▸ Aim:
Which lines in the records below contain the word "siding"? Copy each one in full.

****************************************

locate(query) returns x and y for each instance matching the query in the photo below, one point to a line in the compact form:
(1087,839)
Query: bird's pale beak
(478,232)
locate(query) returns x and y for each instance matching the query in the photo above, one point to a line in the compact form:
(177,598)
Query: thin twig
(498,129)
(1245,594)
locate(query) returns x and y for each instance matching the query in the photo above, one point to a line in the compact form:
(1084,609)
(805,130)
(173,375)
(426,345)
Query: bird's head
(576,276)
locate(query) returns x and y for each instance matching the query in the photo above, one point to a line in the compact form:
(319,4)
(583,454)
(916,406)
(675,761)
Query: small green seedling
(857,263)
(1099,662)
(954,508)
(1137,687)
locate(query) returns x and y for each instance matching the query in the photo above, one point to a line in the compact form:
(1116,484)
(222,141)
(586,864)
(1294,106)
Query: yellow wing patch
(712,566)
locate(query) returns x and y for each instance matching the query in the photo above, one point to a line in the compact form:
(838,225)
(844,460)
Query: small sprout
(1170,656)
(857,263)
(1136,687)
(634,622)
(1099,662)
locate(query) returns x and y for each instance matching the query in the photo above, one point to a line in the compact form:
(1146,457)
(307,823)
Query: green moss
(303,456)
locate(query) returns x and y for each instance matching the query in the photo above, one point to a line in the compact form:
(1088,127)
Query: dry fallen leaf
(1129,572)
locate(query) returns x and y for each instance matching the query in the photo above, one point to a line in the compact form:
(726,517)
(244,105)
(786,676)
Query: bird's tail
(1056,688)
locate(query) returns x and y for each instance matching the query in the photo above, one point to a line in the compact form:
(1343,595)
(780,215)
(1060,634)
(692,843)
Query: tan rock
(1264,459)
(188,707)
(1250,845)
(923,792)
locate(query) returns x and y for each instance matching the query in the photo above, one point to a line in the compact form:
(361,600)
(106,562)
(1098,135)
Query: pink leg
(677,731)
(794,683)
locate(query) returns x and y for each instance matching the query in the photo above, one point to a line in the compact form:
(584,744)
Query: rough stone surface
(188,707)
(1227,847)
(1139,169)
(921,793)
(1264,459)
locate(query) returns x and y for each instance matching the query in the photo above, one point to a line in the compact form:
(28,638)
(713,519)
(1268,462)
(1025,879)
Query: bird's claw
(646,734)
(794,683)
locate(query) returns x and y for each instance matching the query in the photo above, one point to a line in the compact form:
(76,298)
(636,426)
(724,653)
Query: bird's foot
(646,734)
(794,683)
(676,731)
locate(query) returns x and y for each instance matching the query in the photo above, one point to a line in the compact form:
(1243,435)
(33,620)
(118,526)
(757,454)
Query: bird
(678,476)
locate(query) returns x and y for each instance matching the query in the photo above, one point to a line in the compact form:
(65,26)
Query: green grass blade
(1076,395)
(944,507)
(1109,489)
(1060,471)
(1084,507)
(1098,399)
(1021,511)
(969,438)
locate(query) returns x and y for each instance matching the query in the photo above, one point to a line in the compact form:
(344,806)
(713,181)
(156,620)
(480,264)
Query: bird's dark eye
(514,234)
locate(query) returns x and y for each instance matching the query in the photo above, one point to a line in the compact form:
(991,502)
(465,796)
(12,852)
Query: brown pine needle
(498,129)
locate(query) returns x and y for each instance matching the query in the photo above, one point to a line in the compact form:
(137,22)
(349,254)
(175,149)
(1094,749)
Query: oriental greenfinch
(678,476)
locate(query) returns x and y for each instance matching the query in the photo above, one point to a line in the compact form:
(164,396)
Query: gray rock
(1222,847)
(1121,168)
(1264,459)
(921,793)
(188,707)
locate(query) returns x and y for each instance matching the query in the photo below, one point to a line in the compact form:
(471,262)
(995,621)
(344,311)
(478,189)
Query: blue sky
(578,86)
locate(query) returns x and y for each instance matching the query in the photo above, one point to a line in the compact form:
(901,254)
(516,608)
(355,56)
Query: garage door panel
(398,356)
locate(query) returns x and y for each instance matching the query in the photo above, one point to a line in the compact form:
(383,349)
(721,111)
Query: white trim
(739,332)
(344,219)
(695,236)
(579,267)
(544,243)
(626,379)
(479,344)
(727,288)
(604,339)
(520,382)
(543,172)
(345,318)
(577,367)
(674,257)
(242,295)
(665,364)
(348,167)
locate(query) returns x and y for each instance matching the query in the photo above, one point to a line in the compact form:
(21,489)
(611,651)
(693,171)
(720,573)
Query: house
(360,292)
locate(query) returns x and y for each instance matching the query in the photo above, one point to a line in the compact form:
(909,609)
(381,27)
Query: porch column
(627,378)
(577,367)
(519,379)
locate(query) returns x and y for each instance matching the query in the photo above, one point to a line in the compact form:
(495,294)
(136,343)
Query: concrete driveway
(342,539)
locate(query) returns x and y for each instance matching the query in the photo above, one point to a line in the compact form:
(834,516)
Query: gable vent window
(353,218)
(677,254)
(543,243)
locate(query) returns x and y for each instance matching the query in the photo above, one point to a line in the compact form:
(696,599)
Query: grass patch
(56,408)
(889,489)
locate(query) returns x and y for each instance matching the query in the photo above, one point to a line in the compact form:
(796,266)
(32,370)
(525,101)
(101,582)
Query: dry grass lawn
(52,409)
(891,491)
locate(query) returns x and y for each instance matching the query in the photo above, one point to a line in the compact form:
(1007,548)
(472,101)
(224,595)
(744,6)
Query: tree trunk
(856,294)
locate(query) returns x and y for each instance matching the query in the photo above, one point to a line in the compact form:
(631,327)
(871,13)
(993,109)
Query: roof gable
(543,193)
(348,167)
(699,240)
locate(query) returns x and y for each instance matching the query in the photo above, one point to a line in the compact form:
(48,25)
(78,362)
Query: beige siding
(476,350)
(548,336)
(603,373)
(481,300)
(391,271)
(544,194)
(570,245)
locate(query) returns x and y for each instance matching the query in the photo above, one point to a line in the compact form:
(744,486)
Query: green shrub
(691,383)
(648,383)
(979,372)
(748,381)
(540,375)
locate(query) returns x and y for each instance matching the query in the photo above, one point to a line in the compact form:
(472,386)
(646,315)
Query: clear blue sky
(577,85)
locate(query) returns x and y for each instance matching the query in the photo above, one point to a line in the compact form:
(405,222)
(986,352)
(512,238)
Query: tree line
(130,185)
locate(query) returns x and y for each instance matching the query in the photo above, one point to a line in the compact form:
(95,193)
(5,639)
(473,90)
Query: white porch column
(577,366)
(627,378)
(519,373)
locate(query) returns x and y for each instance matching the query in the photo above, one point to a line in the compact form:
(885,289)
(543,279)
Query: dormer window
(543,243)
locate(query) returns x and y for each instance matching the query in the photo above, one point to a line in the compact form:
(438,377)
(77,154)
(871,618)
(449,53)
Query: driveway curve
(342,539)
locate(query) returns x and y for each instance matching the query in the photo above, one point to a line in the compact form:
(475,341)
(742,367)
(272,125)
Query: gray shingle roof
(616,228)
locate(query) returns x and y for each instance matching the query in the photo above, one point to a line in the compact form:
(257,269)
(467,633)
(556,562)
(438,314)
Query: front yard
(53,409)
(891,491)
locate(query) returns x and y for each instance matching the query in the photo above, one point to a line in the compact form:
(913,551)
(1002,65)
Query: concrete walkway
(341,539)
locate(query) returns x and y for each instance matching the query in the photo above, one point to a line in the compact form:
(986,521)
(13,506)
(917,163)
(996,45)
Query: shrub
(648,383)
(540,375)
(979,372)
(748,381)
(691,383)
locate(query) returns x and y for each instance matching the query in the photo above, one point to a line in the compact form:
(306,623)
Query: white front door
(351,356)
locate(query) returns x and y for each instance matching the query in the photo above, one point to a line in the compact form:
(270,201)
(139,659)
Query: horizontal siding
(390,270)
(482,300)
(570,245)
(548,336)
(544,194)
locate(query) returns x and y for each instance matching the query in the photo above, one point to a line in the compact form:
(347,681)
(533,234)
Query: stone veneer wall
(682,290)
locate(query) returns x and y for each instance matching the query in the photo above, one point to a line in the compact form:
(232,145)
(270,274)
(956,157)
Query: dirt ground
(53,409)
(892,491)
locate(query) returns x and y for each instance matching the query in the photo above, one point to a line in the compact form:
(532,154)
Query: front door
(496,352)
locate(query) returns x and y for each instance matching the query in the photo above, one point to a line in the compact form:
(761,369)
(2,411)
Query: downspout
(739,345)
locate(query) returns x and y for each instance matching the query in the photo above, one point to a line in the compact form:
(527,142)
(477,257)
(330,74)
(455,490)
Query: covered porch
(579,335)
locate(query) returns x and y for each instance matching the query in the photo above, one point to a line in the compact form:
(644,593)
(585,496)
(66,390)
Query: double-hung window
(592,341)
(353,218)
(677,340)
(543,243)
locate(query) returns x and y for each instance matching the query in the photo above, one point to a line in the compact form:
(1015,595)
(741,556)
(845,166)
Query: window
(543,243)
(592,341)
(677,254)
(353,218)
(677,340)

****************************************

▸ Response to the exercise:
Query: beige siding
Query: horizontal siding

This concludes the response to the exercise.